**Set tasks**
A) List the commands that the forum post about the new puppy says the owner is currently trying to teach her.
B) Answer these questions from the forum post about the new puppy:
(i) How old is the puppy at the time of the post?
(ii) What share of the time does she come back with a thrown object she has fetched?
(iii) How many accidents has she had in the house?
C) In the forum post about the new puppy, reproduce the passage from "## MNpurple (Mar" up to and including "at 7.5 weeks.".

# New puppy blues...



## MNpurple (Mar 5, 2007)

Proud owner of my first hunting puppy, a female black lab. I did my homework, got her from good breeding, tried to the pick the right pup, not the wallflower or the dominant pup, but this is turning out to be the most frustrating endever I have ever undertaken! She is currently 9.5 weeks old, I picked her up at 7.5 weeks.

We go for walks every morning and evening and get some play time in between. Right now I am trying to teach her the sit, come, stay commands. Come works most of the time except for times when something else is way more interesting and she ignores me. I know for a fact that she knows sit. Before I feed her I tell her to sit and stay and she does both perfectly and there are times out for walks that she sits like a charm, and other times when I stop and tell her to sit, and she looks the other direction like she is purposely ignoring me and wont sit until I tap her rear. If she is not on a leash and no food involved, there is no hope that she will sit, in fact if I tell her to sit, and approach her, she knows I am going to tap her rear and she jumps in circles around me to avoid it. She loves to chase things, and I try to keep it fun always and only throw things 2 or 3 times for her to fetch. She always chases and fetches it but 25% of the time is all she will come back to me with it. I try getting all excited and sometimes she gets so esxcited she forgets to even pick it up and instead comes hurling back to me. I dont hit her, but if she is doing something she has been repeatedly told not to, I will grab her by the neck scruff and shake her and hold her on the floor and tell her no. It just seems that she is being so danged stubborn at times. She knows these commands but she pushes the limits and trys to get away with anything. I tell her to stay off the couch and when I say down she gets down, but as soon as I leave the room, I spy on her and up she goes again. My real pride is that there has been just two accidents in the house and she has even gone to the door a couple times to go out for potty.

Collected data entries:
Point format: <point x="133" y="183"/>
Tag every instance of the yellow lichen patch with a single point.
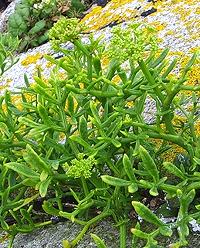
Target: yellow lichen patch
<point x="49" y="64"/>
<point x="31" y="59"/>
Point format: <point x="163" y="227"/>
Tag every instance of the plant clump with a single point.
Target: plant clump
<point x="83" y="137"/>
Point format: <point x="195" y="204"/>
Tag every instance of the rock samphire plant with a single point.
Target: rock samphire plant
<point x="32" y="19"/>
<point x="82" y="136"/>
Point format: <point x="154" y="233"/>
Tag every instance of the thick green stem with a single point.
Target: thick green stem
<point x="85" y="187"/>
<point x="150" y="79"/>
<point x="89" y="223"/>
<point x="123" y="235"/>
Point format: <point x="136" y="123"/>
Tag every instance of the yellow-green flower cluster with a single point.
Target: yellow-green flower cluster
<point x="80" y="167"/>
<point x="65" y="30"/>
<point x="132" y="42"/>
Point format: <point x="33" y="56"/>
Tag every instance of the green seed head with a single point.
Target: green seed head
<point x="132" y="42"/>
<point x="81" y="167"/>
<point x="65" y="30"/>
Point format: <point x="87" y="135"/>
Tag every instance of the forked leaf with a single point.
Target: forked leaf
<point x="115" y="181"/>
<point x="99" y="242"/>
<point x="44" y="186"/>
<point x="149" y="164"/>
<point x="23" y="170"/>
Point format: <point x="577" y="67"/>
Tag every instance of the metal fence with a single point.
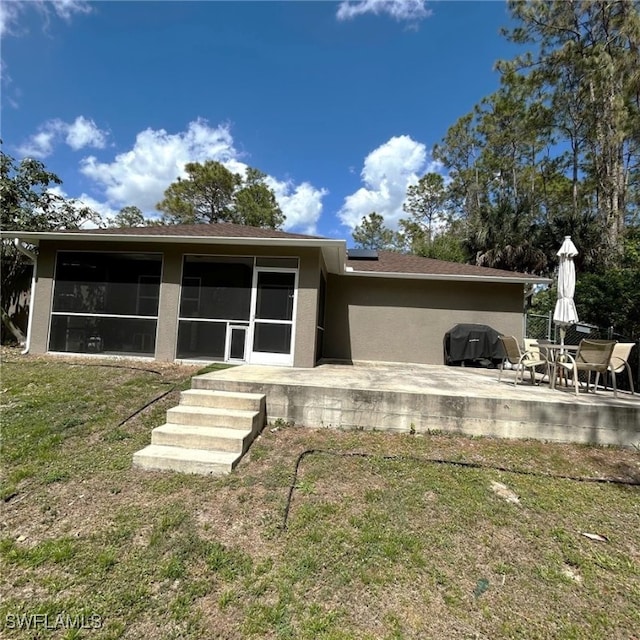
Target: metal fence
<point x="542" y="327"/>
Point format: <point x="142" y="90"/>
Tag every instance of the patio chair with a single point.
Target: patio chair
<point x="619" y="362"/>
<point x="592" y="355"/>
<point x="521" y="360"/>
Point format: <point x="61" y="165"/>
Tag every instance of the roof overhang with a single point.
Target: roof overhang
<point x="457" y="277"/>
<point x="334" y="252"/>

==

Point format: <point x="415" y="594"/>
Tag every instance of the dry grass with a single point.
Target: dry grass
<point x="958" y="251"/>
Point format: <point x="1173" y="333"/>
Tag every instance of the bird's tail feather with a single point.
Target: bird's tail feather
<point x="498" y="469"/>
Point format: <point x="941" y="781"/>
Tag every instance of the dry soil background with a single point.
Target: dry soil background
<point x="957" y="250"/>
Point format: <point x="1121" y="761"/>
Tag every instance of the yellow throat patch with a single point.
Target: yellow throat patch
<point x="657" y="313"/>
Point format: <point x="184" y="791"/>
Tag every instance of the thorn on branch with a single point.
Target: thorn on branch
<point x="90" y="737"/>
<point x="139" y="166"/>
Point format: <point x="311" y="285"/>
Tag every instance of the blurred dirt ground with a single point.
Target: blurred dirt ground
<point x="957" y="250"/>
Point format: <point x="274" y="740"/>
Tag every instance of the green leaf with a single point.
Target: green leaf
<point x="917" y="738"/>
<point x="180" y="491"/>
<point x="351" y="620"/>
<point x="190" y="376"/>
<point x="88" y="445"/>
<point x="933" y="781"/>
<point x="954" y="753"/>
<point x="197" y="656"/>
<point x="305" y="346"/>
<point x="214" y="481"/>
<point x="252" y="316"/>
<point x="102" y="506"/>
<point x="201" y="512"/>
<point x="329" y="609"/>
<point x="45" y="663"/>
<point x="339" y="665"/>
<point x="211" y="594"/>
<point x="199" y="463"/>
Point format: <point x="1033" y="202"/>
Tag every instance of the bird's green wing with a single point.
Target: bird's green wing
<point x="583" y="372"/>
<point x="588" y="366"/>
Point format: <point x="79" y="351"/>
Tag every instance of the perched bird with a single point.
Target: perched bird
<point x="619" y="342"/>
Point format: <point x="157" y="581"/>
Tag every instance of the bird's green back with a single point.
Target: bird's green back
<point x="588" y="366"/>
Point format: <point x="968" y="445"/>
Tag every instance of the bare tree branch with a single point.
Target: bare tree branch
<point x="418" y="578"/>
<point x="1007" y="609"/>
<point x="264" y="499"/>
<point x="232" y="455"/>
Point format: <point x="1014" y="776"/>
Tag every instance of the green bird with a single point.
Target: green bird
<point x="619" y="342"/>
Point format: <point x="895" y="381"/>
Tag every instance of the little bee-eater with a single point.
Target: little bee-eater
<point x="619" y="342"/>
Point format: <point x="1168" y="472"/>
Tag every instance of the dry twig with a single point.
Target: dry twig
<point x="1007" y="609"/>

==

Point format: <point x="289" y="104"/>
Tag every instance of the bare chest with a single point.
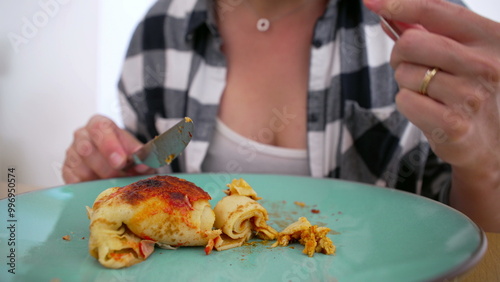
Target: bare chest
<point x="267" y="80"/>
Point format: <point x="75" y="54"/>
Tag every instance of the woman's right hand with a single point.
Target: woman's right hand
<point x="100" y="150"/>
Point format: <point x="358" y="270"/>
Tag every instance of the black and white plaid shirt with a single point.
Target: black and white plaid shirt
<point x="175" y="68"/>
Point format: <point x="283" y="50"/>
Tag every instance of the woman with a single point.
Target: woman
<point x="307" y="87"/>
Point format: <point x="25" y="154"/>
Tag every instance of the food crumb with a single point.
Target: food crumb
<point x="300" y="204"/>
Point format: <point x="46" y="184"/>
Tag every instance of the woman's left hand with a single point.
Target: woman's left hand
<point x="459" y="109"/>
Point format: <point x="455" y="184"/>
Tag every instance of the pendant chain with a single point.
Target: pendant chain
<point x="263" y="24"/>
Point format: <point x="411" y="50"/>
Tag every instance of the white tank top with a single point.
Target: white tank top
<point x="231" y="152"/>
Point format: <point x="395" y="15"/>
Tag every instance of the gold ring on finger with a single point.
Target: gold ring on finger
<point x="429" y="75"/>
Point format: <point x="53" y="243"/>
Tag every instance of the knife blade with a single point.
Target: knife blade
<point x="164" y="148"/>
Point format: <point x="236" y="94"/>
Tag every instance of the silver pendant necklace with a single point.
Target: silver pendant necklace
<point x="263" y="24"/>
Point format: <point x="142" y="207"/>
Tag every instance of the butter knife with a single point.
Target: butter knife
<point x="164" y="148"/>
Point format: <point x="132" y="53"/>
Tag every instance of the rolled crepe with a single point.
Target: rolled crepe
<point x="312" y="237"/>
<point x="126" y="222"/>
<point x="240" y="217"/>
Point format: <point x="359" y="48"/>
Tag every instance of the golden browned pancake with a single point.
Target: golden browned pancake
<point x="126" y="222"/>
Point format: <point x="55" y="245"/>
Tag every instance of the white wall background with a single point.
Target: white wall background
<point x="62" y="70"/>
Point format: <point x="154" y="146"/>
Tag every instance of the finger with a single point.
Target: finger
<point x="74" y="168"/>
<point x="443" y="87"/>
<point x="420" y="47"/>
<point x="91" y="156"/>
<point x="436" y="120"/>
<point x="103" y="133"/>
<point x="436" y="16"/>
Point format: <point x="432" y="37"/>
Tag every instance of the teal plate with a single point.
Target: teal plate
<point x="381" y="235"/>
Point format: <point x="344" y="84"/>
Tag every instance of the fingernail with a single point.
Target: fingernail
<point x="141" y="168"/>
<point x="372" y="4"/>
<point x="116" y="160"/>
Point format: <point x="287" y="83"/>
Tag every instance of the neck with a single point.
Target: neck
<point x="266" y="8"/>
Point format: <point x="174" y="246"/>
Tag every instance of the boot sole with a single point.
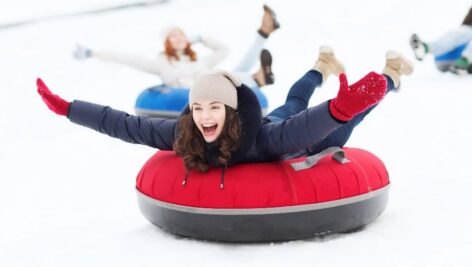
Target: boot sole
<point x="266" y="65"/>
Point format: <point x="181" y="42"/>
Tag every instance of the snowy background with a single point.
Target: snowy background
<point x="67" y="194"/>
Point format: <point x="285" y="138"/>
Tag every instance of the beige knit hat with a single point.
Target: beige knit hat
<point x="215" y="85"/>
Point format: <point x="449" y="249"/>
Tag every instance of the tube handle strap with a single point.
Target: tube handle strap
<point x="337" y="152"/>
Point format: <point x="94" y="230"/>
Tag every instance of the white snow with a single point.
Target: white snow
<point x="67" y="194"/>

**Solution list**
A) sit, come, stay

B)
(i) 9.5 weeks old
(ii) 25% of the time
(iii) Two

C)
## MNpurple (Mar 5, 2007)

Proud owner of my first hunting puppy, a female black lab. I did my homework, got her from good breeding, tried to the pick the right pup, not the wallflower or the dominant pup, but this is turning out to be the most frustrating endever I have ever undertaken! She is currently 9.5 weeks old, I picked her up at 7.5 weeks.